# [Task directions]
Pull out from the material below all lines with "wispy".

# [Data]
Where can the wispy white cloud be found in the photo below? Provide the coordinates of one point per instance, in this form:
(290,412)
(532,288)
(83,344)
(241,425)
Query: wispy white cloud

--

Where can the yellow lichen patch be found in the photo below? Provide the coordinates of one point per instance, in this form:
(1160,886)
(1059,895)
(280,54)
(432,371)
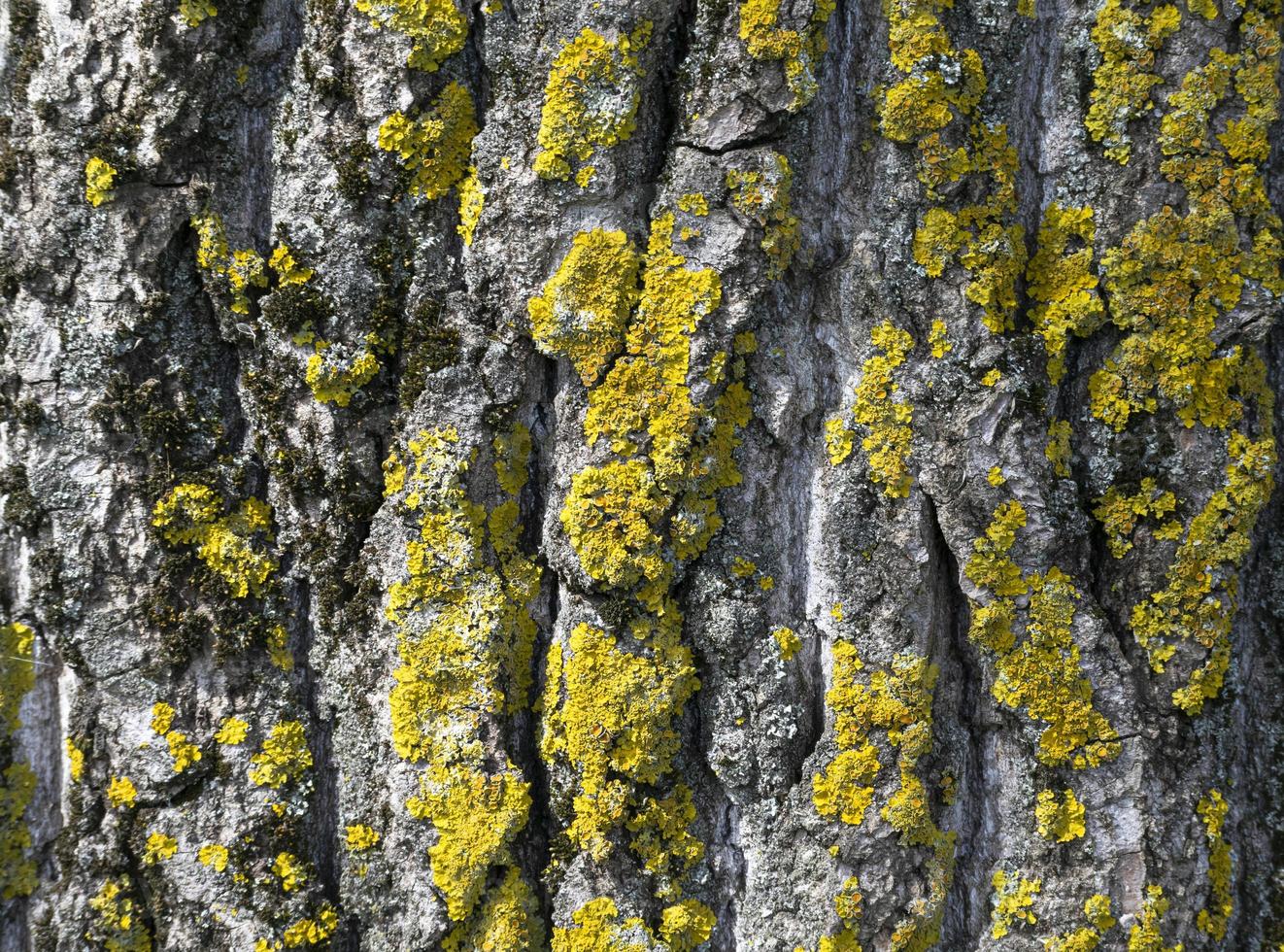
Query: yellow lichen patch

==

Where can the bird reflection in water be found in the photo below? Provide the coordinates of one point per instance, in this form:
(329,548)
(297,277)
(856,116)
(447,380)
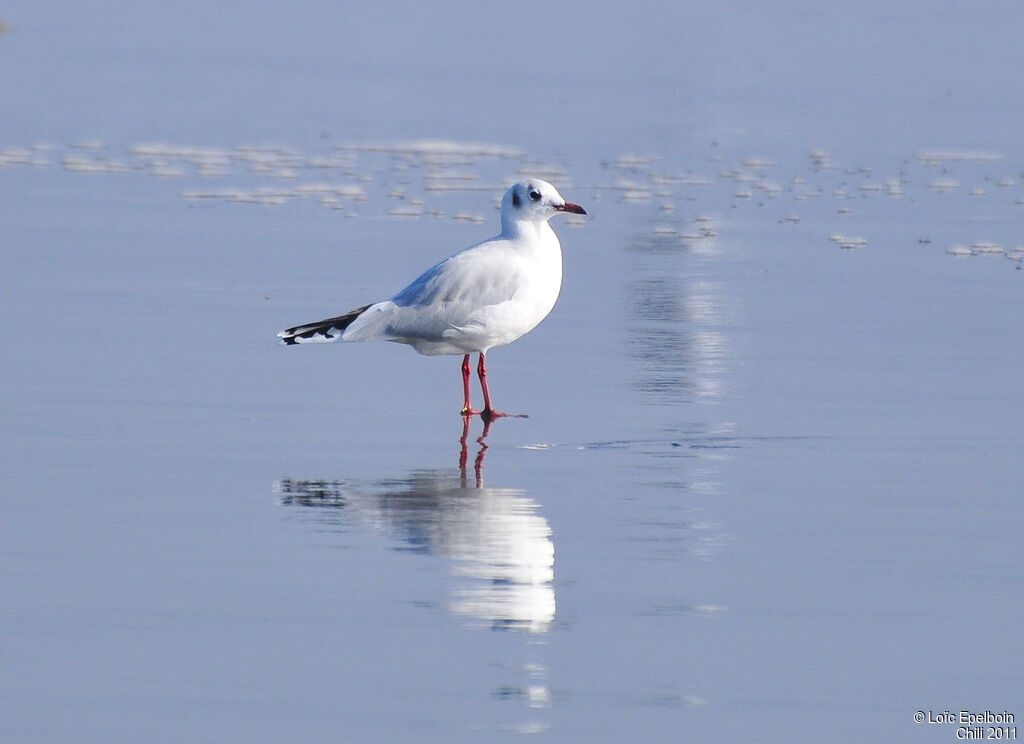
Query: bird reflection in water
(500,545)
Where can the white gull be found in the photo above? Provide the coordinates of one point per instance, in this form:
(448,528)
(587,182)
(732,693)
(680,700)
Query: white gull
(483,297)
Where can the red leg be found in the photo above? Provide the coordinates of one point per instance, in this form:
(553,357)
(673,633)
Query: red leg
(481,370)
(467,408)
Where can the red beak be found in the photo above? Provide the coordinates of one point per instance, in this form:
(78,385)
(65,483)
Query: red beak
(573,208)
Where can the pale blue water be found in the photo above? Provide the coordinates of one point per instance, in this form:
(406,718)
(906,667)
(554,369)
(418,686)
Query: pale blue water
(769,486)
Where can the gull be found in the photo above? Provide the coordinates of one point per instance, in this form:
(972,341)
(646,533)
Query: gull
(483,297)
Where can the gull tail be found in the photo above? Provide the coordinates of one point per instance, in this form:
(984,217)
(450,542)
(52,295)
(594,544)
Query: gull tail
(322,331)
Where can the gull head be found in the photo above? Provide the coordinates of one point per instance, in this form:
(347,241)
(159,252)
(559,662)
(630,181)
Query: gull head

# [Reply]
Where can the wispy white cloud be found in the photo below? Provide the coordinates of one point per instance, in this form:
Query: wispy white cloud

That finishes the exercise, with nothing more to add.